• Exercise brief
From the records below, pull out every line that contains the string "light", treating uppercase and lowercase as different, and copy each one unchanged.

┌─ Extracted information

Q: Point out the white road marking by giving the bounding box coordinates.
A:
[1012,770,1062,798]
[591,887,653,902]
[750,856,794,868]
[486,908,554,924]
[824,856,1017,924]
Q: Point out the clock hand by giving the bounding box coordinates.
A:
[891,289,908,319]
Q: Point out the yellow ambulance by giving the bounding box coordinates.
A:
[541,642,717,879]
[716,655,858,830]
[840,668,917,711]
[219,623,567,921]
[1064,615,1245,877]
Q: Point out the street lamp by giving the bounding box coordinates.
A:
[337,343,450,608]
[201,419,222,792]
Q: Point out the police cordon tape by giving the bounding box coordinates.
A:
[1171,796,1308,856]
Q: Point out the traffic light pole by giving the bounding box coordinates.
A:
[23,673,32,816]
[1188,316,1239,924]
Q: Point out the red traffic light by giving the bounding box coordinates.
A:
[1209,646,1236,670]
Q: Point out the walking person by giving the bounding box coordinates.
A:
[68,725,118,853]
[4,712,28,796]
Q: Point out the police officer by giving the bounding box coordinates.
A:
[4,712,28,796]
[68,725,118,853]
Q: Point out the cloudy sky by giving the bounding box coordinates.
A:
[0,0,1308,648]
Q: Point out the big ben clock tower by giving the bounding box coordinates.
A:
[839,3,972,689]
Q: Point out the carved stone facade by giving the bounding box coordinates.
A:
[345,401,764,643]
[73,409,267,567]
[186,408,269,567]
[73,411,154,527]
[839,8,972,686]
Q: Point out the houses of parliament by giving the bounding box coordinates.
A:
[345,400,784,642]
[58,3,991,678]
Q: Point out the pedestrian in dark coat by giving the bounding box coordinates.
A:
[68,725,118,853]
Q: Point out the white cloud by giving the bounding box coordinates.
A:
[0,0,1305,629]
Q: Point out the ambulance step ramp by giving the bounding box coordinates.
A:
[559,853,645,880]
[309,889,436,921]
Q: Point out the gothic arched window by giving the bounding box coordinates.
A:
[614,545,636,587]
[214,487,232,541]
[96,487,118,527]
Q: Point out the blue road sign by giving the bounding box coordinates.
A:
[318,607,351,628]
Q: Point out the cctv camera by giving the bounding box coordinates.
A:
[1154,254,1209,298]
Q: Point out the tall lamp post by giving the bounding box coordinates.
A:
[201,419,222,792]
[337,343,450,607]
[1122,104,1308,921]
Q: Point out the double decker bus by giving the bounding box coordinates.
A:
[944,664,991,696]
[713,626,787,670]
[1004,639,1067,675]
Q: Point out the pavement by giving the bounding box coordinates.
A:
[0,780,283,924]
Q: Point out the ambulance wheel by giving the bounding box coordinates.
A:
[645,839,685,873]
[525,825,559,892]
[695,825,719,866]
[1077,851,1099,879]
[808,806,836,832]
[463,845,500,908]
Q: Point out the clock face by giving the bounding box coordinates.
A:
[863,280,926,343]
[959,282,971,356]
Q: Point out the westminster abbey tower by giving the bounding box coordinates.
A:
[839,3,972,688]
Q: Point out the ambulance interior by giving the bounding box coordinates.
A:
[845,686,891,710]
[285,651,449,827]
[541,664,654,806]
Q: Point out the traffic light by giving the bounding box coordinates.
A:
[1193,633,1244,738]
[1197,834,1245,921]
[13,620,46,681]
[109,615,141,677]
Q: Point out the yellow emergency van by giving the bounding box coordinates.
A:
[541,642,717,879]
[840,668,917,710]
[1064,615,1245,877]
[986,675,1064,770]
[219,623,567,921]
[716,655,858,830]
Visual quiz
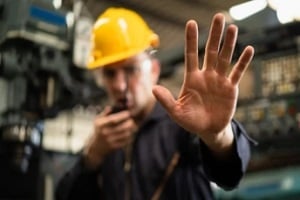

└─

• Result for this task
Q: Point out the traffic light pole by giving the bounding box coordinates.
Q: Point out the red traffic light by giving the bounding box coordinates.
Q: Point out the traffic light by giving the bounding box coordinates.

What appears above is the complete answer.